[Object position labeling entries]

=======

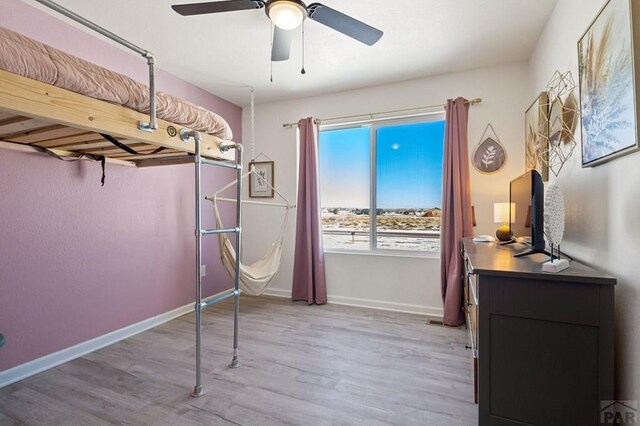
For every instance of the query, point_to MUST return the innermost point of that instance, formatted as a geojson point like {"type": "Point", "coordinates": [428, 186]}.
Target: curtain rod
{"type": "Point", "coordinates": [372, 114]}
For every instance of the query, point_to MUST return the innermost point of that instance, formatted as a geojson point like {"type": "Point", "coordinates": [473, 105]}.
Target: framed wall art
{"type": "Point", "coordinates": [608, 84]}
{"type": "Point", "coordinates": [261, 180]}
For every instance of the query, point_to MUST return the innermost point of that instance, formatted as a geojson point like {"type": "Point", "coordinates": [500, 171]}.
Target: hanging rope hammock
{"type": "Point", "coordinates": [255, 277]}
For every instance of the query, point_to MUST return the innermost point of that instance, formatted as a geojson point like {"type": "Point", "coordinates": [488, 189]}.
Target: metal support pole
{"type": "Point", "coordinates": [236, 308]}
{"type": "Point", "coordinates": [197, 390]}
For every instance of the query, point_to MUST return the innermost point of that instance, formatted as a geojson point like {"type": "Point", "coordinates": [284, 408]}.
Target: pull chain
{"type": "Point", "coordinates": [303, 71]}
{"type": "Point", "coordinates": [253, 126]}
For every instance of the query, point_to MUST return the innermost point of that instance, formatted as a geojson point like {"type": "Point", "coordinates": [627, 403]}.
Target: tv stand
{"type": "Point", "coordinates": [541, 344]}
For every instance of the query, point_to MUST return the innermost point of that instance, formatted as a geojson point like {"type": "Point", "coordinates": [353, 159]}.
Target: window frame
{"type": "Point", "coordinates": [373, 124]}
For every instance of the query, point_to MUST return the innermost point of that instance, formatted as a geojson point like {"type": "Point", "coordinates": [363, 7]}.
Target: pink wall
{"type": "Point", "coordinates": [78, 260]}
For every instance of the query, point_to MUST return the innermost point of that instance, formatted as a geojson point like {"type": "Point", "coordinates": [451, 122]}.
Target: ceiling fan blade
{"type": "Point", "coordinates": [345, 24]}
{"type": "Point", "coordinates": [216, 6]}
{"type": "Point", "coordinates": [281, 44]}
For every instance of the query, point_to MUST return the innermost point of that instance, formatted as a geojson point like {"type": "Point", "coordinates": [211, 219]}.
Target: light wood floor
{"type": "Point", "coordinates": [302, 365]}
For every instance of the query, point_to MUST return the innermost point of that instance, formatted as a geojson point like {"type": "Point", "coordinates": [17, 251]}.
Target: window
{"type": "Point", "coordinates": [381, 185]}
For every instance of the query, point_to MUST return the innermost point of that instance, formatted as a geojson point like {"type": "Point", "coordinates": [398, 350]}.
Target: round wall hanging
{"type": "Point", "coordinates": [489, 155]}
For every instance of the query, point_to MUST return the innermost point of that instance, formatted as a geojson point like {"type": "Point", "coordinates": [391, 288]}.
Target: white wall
{"type": "Point", "coordinates": [601, 203]}
{"type": "Point", "coordinates": [409, 284]}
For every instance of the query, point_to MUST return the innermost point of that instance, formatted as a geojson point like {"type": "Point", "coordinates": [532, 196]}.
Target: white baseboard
{"type": "Point", "coordinates": [431, 311]}
{"type": "Point", "coordinates": [46, 362]}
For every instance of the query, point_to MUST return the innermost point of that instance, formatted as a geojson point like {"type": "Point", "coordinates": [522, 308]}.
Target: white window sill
{"type": "Point", "coordinates": [386, 253]}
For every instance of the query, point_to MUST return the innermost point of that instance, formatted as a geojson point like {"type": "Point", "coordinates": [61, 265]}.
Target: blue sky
{"type": "Point", "coordinates": [408, 166]}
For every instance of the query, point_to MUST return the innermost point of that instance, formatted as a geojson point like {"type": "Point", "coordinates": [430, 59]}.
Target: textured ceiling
{"type": "Point", "coordinates": [224, 53]}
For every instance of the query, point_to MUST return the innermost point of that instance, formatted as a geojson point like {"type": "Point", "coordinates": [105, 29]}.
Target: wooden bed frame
{"type": "Point", "coordinates": [36, 115]}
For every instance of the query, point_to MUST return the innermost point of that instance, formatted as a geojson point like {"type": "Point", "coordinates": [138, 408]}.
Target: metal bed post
{"type": "Point", "coordinates": [236, 308]}
{"type": "Point", "coordinates": [199, 233]}
{"type": "Point", "coordinates": [197, 390]}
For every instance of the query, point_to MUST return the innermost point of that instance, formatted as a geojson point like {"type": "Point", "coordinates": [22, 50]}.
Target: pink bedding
{"type": "Point", "coordinates": [29, 58]}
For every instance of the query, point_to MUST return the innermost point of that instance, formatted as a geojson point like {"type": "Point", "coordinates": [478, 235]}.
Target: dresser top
{"type": "Point", "coordinates": [498, 260]}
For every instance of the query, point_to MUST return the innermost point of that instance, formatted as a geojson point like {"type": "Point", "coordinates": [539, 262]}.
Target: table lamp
{"type": "Point", "coordinates": [501, 215]}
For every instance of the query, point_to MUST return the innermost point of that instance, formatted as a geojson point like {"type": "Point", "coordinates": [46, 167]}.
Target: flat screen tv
{"type": "Point", "coordinates": [526, 219]}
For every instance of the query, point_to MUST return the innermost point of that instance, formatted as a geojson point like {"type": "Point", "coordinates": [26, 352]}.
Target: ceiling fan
{"type": "Point", "coordinates": [286, 16]}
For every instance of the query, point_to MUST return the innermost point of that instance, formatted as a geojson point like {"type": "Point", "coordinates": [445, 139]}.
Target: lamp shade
{"type": "Point", "coordinates": [286, 14]}
{"type": "Point", "coordinates": [501, 212]}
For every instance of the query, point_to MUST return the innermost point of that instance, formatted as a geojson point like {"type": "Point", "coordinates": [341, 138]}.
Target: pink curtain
{"type": "Point", "coordinates": [308, 269]}
{"type": "Point", "coordinates": [457, 221]}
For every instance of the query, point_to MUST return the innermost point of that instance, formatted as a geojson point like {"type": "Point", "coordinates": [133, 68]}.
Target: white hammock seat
{"type": "Point", "coordinates": [256, 277]}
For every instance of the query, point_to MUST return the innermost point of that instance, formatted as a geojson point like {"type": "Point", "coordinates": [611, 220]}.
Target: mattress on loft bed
{"type": "Point", "coordinates": [29, 58]}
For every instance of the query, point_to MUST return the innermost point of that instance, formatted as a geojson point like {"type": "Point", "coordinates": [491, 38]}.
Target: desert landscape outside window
{"type": "Point", "coordinates": [388, 174]}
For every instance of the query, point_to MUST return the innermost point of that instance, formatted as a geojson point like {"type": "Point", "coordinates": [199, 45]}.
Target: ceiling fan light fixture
{"type": "Point", "coordinates": [286, 14]}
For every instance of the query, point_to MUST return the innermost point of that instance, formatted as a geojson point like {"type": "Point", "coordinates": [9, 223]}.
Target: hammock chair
{"type": "Point", "coordinates": [256, 277]}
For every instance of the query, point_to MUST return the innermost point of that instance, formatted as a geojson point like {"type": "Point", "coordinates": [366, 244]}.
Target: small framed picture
{"type": "Point", "coordinates": [261, 180]}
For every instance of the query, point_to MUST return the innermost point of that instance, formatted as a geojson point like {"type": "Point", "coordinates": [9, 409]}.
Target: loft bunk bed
{"type": "Point", "coordinates": [58, 104]}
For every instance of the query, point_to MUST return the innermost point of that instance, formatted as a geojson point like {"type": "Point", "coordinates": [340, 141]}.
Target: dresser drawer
{"type": "Point", "coordinates": [545, 300]}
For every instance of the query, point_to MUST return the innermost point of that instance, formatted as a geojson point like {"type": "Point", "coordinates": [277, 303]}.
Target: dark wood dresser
{"type": "Point", "coordinates": [542, 343]}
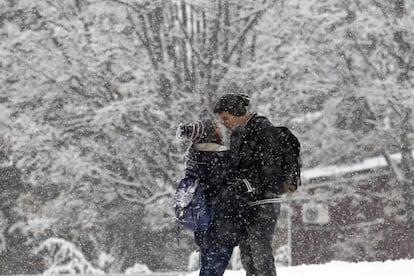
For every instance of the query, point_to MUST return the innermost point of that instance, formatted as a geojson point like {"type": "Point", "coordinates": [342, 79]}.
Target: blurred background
{"type": "Point", "coordinates": [91, 93]}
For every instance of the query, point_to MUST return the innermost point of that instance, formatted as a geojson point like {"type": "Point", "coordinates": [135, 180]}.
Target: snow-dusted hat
{"type": "Point", "coordinates": [199, 132]}
{"type": "Point", "coordinates": [234, 104]}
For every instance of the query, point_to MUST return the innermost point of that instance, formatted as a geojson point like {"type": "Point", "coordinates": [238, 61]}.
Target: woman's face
{"type": "Point", "coordinates": [229, 121]}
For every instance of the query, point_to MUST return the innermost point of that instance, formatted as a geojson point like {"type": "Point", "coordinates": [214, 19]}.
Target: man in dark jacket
{"type": "Point", "coordinates": [257, 175]}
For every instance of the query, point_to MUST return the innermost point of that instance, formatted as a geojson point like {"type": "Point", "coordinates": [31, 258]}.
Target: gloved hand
{"type": "Point", "coordinates": [240, 185]}
{"type": "Point", "coordinates": [289, 188]}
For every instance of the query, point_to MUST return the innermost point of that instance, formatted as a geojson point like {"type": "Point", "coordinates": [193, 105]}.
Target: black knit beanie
{"type": "Point", "coordinates": [234, 104]}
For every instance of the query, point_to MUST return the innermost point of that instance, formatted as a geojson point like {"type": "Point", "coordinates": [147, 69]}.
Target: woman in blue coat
{"type": "Point", "coordinates": [210, 161]}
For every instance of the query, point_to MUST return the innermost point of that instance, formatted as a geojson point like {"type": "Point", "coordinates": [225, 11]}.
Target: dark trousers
{"type": "Point", "coordinates": [256, 251]}
{"type": "Point", "coordinates": [214, 262]}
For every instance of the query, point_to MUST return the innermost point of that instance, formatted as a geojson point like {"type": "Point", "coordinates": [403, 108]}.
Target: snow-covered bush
{"type": "Point", "coordinates": [63, 257]}
{"type": "Point", "coordinates": [138, 269]}
{"type": "Point", "coordinates": [235, 261]}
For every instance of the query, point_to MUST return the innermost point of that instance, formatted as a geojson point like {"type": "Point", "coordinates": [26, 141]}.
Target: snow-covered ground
{"type": "Point", "coordinates": [387, 268]}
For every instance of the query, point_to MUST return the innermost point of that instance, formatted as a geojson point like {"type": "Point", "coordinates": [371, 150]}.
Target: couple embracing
{"type": "Point", "coordinates": [242, 184]}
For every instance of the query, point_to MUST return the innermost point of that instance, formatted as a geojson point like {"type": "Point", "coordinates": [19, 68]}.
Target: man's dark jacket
{"type": "Point", "coordinates": [261, 155]}
{"type": "Point", "coordinates": [227, 227]}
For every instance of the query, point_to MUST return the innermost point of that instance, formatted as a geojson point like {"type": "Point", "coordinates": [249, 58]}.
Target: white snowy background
{"type": "Point", "coordinates": [91, 93]}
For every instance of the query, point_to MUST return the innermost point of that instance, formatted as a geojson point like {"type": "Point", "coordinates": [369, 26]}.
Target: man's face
{"type": "Point", "coordinates": [228, 120]}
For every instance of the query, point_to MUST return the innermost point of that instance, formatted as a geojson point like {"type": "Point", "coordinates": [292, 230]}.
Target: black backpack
{"type": "Point", "coordinates": [289, 145]}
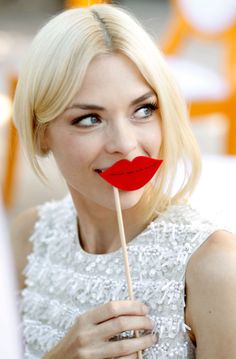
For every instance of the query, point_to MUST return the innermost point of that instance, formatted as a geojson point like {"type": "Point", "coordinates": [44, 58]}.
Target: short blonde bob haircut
{"type": "Point", "coordinates": [53, 72]}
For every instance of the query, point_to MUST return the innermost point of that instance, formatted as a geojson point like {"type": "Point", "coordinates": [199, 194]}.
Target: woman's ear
{"type": "Point", "coordinates": [42, 142]}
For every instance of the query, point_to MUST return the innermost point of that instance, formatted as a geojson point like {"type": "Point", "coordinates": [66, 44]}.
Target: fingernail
{"type": "Point", "coordinates": [154, 338]}
{"type": "Point", "coordinates": [145, 309]}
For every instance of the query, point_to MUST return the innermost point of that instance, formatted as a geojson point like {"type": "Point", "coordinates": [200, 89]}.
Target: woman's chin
{"type": "Point", "coordinates": [130, 199]}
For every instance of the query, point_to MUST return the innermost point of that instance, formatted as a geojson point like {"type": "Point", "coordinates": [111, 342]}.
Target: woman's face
{"type": "Point", "coordinates": [114, 116]}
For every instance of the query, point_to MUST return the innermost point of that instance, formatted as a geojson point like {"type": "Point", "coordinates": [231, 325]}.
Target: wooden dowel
{"type": "Point", "coordinates": [125, 253]}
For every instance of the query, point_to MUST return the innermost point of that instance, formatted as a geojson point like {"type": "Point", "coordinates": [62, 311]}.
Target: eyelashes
{"type": "Point", "coordinates": [93, 119]}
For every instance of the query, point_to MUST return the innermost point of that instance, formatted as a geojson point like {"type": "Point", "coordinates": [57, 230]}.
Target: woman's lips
{"type": "Point", "coordinates": [130, 176]}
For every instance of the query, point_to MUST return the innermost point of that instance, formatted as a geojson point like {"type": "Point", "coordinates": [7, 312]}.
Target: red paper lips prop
{"type": "Point", "coordinates": [130, 176]}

=======

▶ The problem
Pull out every line of the entries above that contains the word "hammock", matching case exactly.

▶ Response below
Target: hanging rope hammock
Target: white hammock seat
Target: hammock chair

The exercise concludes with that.